> _Directions_:
In every row, rename "flower head" to "blossom" and keep every other part of the text identical. Omit the pictures from your answer.

[Segmentation dataset excerpts]
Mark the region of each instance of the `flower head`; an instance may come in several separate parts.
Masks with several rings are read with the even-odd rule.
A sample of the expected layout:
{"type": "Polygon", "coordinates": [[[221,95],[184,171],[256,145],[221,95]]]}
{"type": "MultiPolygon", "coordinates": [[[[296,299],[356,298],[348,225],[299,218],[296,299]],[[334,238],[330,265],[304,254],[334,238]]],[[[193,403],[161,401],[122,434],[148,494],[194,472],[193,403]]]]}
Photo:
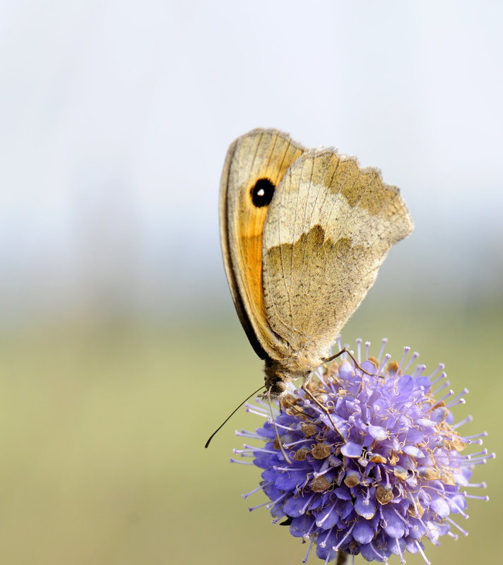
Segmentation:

> _Answer to this exercise_:
Mark the region of each instance of the `blossom`; an instance may come in several separate parts.
Masks with several rings are read with the even-odd rule.
A sample of the expected layout:
{"type": "Polygon", "coordinates": [[[221,95],[184,171],[256,145],[221,95]]]}
{"type": "MultiPolygon", "coordinates": [[[[296,299],[356,298],[348,225],[299,218],[296,299]],[[334,238],[330,265],[304,254],[334,238]]],[[[193,403],[161,401],[122,434],[148,494],[194,472],[193,403]]]]}
Photo:
Segmentation:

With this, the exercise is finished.